• TO DO
1/ According to the passage on modern mineral challenges, why do rare earth elements such as neodymium and europium play a central role in China's growth?
2/ Carry on the passage about the modern challenges of minerals, starting from its final sentence.

The modern challenges of minerals
Today, the resurgence in concern over minerals is no longer characterized by great power competition, but by globalized markets and booming economic growth in the world’s most populous developing countries. Demand for many minerals is growing at a scale that few would have predicted a decade ago.
Though India, Brazil and other countries are rapidly becoming modern industrial powers and driving a surge in demand for minerals, China is at the heart of these concerns. China has a distinct strategy for its economic development that makes certain minerals central to its growth, including rare earth elements such as neodymium and europium. In addition to its ongoing space exploration and extensive military expansion, economic growth plans include “advanced manufacturing, new energy, new material and new-energy automobiles” – all areas of technological development that depend heavily on rare earth elements. Moreover, China’s economic, diplomatic, and military tactics to create a robust international supply system that meets its rapidly growing mineral demands is seen as a potential strategic concern by many analysts.
The renewed wave of interest in minerals has been several years in the making. An early incident, a disruption in supplies of rhenium, a mineral used to produce specialty alloys for the aerospace industry, caused prices to spike from $1,000 to $6,000 per kilogram. In 2007, China threatened to withhold exports of certain rare earth minerals used as catalysts in petroleum refining for long enough that American refiners warned of gasoline shortages; the U.S. State Department had to step in to help settle the tensions.
Most recently, rare earths have grabbed headlines and the U.S. Congress and Obama administration’s attention, in large part due to China’s regularly-changing export quotas for these minerals and its recent cessation of exports to Japan. Following a scuffle in the East China Sea in September, Chinese exporters halted shipments of rare earths to Japan for weeks, eventually resuming in late November. Although China’s leaders denied that they had imposed an official, government-sanctioned embargo, the move made clear China’s ability to leverage its current corner on the rare earths export market.
While this does not appear to have directly affected American companies, it served as a warning about the possible effects of over-reliance on China by the U.S. and other developed countries. For the U.S., more than 90 percent of its rare earth minerals imports could be at risk of supply disruptions of this kind. Beyond the direct economic costs of China changing rare earths export policies, its control of the vast majority of current world supplies allows it significant political power in relation to countries that have important military and civilian needs for these minerals.
What to do?
The U.S. must overcome several key challenges in order to better manage these minerals issues – which may in the future extend beyond rare earths, given the country’s complete reliance on imports for at least 19 different minerals.

[Pointing and labeling entries]
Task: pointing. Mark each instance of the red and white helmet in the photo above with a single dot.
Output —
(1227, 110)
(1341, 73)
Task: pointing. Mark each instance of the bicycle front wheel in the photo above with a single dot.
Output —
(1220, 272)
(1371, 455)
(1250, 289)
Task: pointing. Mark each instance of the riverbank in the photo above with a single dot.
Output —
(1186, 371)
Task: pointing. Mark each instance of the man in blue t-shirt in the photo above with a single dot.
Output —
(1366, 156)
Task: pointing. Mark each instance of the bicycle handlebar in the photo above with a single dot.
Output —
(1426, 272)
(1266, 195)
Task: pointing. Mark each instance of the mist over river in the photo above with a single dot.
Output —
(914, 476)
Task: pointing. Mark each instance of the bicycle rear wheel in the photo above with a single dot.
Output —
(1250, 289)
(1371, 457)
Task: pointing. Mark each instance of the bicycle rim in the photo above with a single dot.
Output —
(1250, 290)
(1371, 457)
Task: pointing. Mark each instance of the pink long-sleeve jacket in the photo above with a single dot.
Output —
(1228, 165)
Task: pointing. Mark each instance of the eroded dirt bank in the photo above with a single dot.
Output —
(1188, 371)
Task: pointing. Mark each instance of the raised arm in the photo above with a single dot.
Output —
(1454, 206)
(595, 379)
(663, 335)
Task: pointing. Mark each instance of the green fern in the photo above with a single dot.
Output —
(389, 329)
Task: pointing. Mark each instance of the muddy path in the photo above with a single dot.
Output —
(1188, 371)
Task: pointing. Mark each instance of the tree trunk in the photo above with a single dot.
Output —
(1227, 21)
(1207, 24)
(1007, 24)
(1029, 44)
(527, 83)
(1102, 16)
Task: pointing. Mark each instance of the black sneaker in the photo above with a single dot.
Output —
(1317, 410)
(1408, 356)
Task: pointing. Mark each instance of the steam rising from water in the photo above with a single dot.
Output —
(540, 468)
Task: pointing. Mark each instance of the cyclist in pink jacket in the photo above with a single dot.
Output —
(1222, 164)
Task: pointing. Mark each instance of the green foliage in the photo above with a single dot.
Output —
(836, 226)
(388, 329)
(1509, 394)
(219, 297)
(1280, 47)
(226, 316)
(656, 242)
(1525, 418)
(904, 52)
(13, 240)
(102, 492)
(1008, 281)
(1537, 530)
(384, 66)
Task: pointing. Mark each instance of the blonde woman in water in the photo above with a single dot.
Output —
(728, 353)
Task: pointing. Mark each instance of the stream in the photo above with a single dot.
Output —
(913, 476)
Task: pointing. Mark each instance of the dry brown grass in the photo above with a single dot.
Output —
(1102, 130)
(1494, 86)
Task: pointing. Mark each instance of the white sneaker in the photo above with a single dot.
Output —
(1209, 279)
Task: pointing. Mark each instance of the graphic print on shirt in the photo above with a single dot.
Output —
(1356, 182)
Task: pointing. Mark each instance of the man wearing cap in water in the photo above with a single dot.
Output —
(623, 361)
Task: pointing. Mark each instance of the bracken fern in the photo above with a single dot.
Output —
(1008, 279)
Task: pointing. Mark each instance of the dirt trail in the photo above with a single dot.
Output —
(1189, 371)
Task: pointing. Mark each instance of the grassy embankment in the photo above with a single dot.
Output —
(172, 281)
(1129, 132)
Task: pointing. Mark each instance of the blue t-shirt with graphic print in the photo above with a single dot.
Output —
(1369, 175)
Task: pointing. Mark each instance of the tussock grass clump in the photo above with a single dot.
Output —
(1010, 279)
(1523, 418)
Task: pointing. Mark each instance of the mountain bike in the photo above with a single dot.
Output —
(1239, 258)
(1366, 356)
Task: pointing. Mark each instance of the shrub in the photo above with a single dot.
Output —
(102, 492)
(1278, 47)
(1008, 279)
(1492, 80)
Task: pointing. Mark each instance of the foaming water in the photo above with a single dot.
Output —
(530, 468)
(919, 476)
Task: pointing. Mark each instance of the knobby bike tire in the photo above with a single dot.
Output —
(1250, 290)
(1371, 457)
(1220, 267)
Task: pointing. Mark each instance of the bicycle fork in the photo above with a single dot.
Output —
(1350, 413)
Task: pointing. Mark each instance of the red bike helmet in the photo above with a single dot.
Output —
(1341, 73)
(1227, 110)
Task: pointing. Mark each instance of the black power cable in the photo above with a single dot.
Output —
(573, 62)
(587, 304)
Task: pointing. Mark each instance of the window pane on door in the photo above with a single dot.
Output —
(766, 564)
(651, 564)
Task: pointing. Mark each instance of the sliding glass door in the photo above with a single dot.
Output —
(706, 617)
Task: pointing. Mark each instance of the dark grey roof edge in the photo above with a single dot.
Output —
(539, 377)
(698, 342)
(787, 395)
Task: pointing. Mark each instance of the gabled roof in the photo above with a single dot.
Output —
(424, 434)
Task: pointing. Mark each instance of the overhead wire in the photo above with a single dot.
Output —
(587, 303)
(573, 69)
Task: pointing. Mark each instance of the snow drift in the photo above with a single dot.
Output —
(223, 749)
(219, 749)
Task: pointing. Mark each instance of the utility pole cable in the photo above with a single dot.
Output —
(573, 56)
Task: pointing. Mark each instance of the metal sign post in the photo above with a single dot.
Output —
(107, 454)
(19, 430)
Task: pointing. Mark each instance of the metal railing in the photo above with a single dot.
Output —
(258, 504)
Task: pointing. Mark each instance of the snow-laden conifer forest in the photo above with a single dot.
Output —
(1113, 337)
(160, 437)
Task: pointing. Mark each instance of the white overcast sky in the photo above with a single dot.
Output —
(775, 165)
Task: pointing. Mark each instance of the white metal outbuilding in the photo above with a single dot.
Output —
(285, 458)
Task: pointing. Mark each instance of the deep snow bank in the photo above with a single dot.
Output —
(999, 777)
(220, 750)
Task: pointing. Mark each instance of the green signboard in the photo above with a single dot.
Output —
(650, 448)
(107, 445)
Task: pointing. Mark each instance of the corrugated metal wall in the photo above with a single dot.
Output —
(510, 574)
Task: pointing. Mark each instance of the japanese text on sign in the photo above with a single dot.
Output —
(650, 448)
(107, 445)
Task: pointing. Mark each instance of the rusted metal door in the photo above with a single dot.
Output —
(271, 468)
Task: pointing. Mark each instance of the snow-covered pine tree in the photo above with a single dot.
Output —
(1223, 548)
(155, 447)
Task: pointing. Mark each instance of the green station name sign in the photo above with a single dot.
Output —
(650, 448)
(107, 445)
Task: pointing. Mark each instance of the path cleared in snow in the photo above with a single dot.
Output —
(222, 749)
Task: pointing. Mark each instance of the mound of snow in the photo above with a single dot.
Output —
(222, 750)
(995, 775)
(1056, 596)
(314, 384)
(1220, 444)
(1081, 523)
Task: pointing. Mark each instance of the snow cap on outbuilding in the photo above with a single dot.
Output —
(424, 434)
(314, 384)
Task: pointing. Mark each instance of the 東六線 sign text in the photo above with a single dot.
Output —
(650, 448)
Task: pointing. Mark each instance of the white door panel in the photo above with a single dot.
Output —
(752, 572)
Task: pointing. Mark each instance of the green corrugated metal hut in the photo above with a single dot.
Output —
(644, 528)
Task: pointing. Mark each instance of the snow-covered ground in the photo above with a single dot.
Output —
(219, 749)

• RESULTS OF THE EXERCISE
1/ China's development plans depend heavily on them. Besides space exploration and extensive military expansion, its growth plans include "advanced manufacturing, new energy, new material and new-energy automobiles," and all of these areas of technology rely heavily on rare earth elements.

2/
First, the government and private sector should increase information sharing regarding mineral supply chains. The Japanese government, for example, has more open information sharing between the government and private sector, helping to mitigate potential problems. Second, governments of all industrialized countries should work to catalogue their dependencies on the most contentious minerals, such as rare earth elements and indium, for defense equipment needs and clean energy manufacturing goals. The U.S. government is in the early stages of taking on this task, but unfortunately it will take years to get even a general sense of the country’s true vulnerabilities. Finally, the government must improve its understanding of the kinds of economic and geopolitical risks that mineral import dependence could create when things go wrong. This will entail educating high-level policymakers and especially diplomats of the connections between the global minerals trade, defense industrial needs and international relations.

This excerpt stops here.